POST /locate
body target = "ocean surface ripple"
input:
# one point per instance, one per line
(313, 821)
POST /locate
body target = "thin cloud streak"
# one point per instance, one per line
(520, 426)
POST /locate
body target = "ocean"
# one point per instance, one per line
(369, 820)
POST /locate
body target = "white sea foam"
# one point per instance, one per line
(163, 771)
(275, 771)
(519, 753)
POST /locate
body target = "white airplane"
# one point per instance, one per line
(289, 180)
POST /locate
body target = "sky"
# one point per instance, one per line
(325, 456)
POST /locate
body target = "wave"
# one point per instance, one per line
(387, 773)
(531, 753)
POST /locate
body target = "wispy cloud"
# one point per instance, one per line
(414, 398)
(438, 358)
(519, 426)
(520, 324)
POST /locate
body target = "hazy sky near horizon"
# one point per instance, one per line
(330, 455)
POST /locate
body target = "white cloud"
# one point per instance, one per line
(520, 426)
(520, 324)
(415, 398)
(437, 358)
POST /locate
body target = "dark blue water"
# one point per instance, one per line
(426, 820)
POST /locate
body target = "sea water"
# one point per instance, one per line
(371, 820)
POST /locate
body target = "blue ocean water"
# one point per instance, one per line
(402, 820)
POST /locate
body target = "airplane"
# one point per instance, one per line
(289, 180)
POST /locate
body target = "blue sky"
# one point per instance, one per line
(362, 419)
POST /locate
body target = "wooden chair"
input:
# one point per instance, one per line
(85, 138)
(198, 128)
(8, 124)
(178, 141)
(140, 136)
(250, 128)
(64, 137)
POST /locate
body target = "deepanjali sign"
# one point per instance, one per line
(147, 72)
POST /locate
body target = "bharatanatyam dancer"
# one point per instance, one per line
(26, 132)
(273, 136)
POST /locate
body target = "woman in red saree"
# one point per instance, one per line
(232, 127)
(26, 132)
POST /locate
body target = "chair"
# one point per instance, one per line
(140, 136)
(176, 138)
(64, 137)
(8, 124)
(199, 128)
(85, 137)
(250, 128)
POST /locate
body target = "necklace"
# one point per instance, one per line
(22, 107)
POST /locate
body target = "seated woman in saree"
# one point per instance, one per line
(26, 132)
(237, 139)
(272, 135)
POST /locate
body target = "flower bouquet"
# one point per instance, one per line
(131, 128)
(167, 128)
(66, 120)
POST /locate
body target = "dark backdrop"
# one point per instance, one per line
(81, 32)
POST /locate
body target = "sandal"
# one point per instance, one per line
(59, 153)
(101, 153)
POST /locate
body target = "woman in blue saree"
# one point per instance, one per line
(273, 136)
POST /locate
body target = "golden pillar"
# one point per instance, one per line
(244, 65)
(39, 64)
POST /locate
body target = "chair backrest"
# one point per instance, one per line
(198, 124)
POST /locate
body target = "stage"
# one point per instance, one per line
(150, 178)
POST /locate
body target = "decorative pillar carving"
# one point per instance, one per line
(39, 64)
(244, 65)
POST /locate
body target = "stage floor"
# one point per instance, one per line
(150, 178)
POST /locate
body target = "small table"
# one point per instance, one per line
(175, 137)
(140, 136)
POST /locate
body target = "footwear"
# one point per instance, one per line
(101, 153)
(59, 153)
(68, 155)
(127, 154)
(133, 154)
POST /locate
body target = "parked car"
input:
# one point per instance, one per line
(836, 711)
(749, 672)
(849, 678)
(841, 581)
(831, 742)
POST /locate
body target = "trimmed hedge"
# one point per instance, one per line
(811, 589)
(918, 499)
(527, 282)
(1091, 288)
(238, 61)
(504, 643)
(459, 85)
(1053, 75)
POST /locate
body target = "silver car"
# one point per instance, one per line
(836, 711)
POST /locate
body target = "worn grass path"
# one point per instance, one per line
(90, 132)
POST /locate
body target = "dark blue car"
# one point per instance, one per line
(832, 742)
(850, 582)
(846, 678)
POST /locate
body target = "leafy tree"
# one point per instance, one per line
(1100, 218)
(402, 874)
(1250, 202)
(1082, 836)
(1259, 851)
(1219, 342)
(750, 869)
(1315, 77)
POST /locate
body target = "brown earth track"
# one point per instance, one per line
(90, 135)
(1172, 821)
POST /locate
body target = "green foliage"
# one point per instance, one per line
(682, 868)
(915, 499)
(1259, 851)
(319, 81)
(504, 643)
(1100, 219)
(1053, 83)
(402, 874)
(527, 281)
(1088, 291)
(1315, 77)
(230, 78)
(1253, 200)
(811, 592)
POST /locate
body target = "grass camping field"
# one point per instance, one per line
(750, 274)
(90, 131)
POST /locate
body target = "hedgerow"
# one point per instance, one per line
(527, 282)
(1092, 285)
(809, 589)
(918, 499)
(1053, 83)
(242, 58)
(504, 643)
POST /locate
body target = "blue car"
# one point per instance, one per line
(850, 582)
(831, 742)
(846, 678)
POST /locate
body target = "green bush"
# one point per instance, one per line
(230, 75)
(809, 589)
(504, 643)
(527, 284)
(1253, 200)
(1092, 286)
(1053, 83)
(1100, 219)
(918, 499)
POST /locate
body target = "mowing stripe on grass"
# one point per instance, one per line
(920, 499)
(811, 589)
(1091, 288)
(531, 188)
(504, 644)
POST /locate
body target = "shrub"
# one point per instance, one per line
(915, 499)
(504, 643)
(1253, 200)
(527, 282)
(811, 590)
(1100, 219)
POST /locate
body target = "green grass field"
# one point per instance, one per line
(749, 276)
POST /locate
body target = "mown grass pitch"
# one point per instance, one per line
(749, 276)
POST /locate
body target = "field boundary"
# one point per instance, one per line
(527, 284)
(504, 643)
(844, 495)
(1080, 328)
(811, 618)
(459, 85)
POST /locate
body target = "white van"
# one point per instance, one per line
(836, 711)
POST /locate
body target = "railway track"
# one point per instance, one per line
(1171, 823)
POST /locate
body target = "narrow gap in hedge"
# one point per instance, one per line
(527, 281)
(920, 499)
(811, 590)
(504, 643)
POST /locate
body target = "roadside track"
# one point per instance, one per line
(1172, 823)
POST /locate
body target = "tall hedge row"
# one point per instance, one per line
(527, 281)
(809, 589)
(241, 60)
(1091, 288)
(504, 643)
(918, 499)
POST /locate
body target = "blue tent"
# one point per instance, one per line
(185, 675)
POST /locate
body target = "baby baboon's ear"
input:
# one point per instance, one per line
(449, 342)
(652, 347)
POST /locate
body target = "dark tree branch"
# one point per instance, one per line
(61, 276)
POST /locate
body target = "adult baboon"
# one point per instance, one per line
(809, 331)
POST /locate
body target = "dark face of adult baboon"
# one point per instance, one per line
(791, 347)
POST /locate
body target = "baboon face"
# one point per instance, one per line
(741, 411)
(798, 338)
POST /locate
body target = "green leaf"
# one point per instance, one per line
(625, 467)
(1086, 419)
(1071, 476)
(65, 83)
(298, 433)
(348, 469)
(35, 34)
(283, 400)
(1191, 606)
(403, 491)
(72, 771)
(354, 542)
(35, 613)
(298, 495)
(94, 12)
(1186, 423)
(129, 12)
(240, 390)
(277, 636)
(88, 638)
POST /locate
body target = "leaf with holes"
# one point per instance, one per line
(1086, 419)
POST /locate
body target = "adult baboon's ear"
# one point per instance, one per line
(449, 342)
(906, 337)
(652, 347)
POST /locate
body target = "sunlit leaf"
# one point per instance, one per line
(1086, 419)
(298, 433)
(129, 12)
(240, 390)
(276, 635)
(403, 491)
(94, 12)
----
Your task is to reproduce all of the records exactly.

TASK OUTPUT >>
POST /locate
body target = "ocean surface ripple"
input:
# one point per instance, one per line
(313, 821)
POST /locate
body target = "thin cloud streak"
# one point per instance, one per line
(520, 426)
POST /locate
body target = "ocean"
# one point per instance, one per line
(369, 820)
POST /locate
body target = "white sea foam"
# one point per instance, one per line
(163, 771)
(275, 771)
(519, 753)
POST /locate
body target = "white airplane"
# one point per instance, one per line
(289, 180)
POST /locate
body target = "sky"
# one point per instance, one per line
(325, 456)
POST /locate
body target = "wave"
# one point per instance, one per line
(387, 773)
(531, 753)
POST /locate
body target = "wispy cloud"
# one point per instance, one per line
(414, 398)
(438, 358)
(519, 426)
(520, 324)
POST /locate
body target = "hazy sky near horizon"
# one point per instance, one per line
(330, 455)
POST /locate
body target = "white cloud"
# one point per instance, one per line
(520, 426)
(520, 324)
(415, 398)
(437, 358)
POST /locate
body target = "dark blue water"
# one point per instance, one per line
(426, 820)
POST /locate
body target = "sea water"
# one point per instance, one per line
(371, 820)
POST /locate
body target = "blue ocean water"
# one point per instance, one per line
(402, 820)
POST /locate
body target = "airplane"
# one point per instance, one per line
(289, 180)
POST /locate
body target = "blue sky"
# one point per instance, one per line
(362, 419)
POST /locate
body target = "wooden chair"
input:
# one point per instance, one per line
(85, 138)
(198, 128)
(8, 124)
(178, 141)
(140, 136)
(250, 128)
(64, 137)
POST /locate
body target = "deepanjali sign"
# one point per instance, one per line
(147, 72)
POST /locate
body target = "bharatanatyam dancer"
# one point per instance, one per line
(26, 132)
(273, 136)
POST /locate
body target = "woman in red saree"
# one point per instance, one per line
(232, 127)
(26, 132)
POST /locate
body target = "chair"
# one point per instance, one per line
(140, 136)
(176, 138)
(64, 137)
(8, 124)
(199, 128)
(85, 137)
(250, 128)
POST /locate
body target = "necklace"
# one point per instance, one per line
(22, 107)
POST /locate
body target = "seated woman in saree"
# one point per instance, one per line
(26, 132)
(237, 139)
(272, 135)
POST /locate
body target = "flower bouquet"
# one point per instance, one per line
(131, 128)
(167, 128)
(66, 120)
POST /locate
body target = "dark backdrop"
# one point per instance, one per line
(81, 32)
POST /locate
body target = "sandal"
# one point per instance, one per line
(59, 153)
(101, 153)
POST /locate
body target = "woman in blue saree"
# one point per instance, one per line
(273, 136)
POST /locate
body target = "golden pillar"
# one point per instance, one per line
(244, 65)
(39, 64)
POST /locate
body target = "chair backrest"
# one point per instance, one per line
(198, 124)
POST /locate
body target = "stage"
# one point per instance, one per line
(150, 178)
POST /locate
body target = "decorative pillar carving"
# one point per instance, one per line
(39, 64)
(244, 65)
POST /locate
body target = "stage floor"
# one point per instance, one per line
(150, 178)
POST /locate
body target = "small table"
# one point per instance, one per line
(175, 137)
(140, 136)
POST /locate
body target = "footwear"
# one point per instance, one per line
(101, 153)
(59, 153)
(68, 155)
(127, 154)
(133, 154)
POST /locate
body target = "parked car"
input:
# one point per instance, one per line
(836, 711)
(749, 672)
(849, 678)
(841, 581)
(831, 742)
POST /locate
body target = "trimmed hedge"
# one point per instance, one per line
(811, 589)
(918, 499)
(527, 282)
(1091, 288)
(238, 61)
(504, 643)
(459, 85)
(1053, 75)
POST /locate
body target = "silver car"
# one point per instance, one per line
(836, 711)
POST /locate
body target = "worn grass path"
# one point per instance, one per line
(90, 132)
POST /locate
body target = "dark blue car"
# one point per instance, one per line
(832, 742)
(850, 582)
(846, 678)
POST /locate
body target = "leafy tree"
# one point per instance, one per line
(1100, 218)
(402, 874)
(1250, 202)
(1082, 836)
(1259, 851)
(1219, 342)
(750, 869)
(1315, 77)
POST /locate
body target = "brown earth track"
# one point per instance, one per line
(90, 135)
(1172, 821)
POST /locate
body target = "green foliage"
# one point per instance, one per line
(682, 868)
(915, 499)
(1259, 851)
(319, 81)
(504, 643)
(1100, 219)
(1053, 83)
(402, 874)
(527, 281)
(1088, 291)
(1315, 77)
(230, 78)
(1253, 200)
(811, 592)
POST /locate
body target = "grass camping field"
# one point per instance, one per line
(750, 274)
(90, 131)
POST /locate
body target = "hedgerow"
# one point per instance, one per line
(527, 282)
(1092, 285)
(809, 589)
(918, 499)
(1053, 83)
(242, 58)
(504, 643)
POST /locate
body target = "blue car"
# one point per instance, one per line
(850, 582)
(831, 742)
(846, 678)
POST /locate
body target = "green bush"
# one point per instance, one per line
(230, 75)
(809, 589)
(504, 643)
(527, 284)
(1253, 200)
(1092, 286)
(1053, 83)
(1100, 219)
(918, 499)
POST /locate
body target = "mowing stripe on grass"
# one point per instance, one per line
(920, 499)
(811, 589)
(1091, 288)
(531, 188)
(504, 644)
POST /locate
body target = "shrub"
# one point per instance, one per line
(915, 499)
(504, 643)
(1253, 200)
(527, 282)
(811, 590)
(1100, 219)
POST /locate
body target = "green grass field"
# one point per instance, one per line
(749, 276)
POST /locate
body target = "mown grass pitch"
# one point per instance, one per line
(749, 276)
POST /locate
body target = "field boundary"
# one point per instance, one per line
(527, 284)
(504, 643)
(844, 495)
(1080, 328)
(811, 618)
(459, 85)
POST /locate
body target = "white van"
# one point per instance, one per line
(836, 711)
POST /locate
body target = "railway track"
# one point per instance, one per line
(1171, 823)
POST /locate
body target = "narrow gap in hedge"
# one point per instance, one per line
(527, 281)
(920, 499)
(811, 590)
(504, 643)
POST /locate
body target = "roadside track"
# one point per instance, one per line
(1172, 823)
POST /locate
body target = "tall hedge row"
# one point per instance, one per line
(527, 281)
(809, 589)
(241, 60)
(1091, 288)
(504, 643)
(918, 499)
POST /locate
body target = "blue tent"
# one point per instance, one per line
(185, 675)
POST /locate
body target = "baby baboon's ear"
input:
# one point per instance, one per line
(449, 342)
(652, 347)
POST /locate
body target = "dark tree branch"
# one point per instance, one per line
(61, 276)
POST /locate
body target = "adult baboon"
# one point per instance, one per line
(809, 331)
POST /locate
body target = "dark face of adult baboon"
# one point per instance, one per line
(791, 347)
POST /locate
body target = "baboon face"
# one point per instance, one per line
(741, 411)
(798, 338)
POST /locate
body target = "green leaf"
# one point per instance, one per line
(625, 467)
(1086, 419)
(1071, 476)
(65, 83)
(298, 433)
(348, 469)
(35, 34)
(283, 400)
(1191, 606)
(403, 491)
(72, 771)
(354, 542)
(35, 613)
(298, 495)
(94, 12)
(1186, 423)
(129, 12)
(240, 390)
(277, 636)
(88, 638)
POST /locate
body target = "leaf with holes"
# one point per instance, one per line
(1086, 419)
POST /locate
body target = "adult baboon's ear"
# one point per instance, one per line
(449, 342)
(906, 337)
(652, 347)
POST /locate
body target = "sunlit leaf"
# one point per instance, one per line
(1086, 419)
(298, 433)
(129, 12)
(240, 390)
(276, 635)
(403, 491)
(94, 12)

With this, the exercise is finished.